→ Objective: Reproduce each of the rows below verbatim, preserving every character.

→ Records supplied:
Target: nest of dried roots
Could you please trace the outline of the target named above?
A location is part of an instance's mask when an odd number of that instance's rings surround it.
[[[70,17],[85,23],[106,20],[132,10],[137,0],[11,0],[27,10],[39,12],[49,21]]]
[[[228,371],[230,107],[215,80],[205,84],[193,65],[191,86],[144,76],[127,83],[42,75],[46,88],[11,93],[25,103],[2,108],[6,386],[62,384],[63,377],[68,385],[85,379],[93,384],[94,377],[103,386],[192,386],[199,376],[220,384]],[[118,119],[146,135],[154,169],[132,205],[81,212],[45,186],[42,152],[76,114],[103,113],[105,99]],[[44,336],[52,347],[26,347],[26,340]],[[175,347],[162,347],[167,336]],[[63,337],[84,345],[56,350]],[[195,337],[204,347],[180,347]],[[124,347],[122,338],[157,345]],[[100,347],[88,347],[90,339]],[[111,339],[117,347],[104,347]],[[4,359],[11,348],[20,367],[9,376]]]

→ The output:
Target: nest of dried roots
Could you please trace the outline of the target named above?
A location is part of an instance's mask when an odd number of that instance's rings surround it.
[[[70,17],[85,23],[106,20],[132,10],[137,0],[11,0],[27,10],[39,12],[49,21]]]
[[[228,371],[230,107],[215,80],[205,84],[193,65],[191,86],[144,76],[127,83],[42,75],[46,88],[11,93],[25,103],[2,108],[6,386],[62,384],[63,377],[68,385],[85,379],[93,384],[94,377],[103,386],[192,386],[199,376],[220,384]],[[118,119],[146,135],[154,169],[132,205],[81,212],[45,186],[42,152],[76,114],[103,113],[105,99]],[[44,336],[52,347],[26,347],[26,340]],[[175,347],[162,347],[167,336]],[[63,337],[84,345],[56,350]],[[195,337],[204,347],[180,347]],[[124,347],[122,338],[157,345]],[[100,347],[88,347],[90,339]],[[111,339],[117,347],[104,347]],[[4,359],[11,348],[20,367],[9,376]]]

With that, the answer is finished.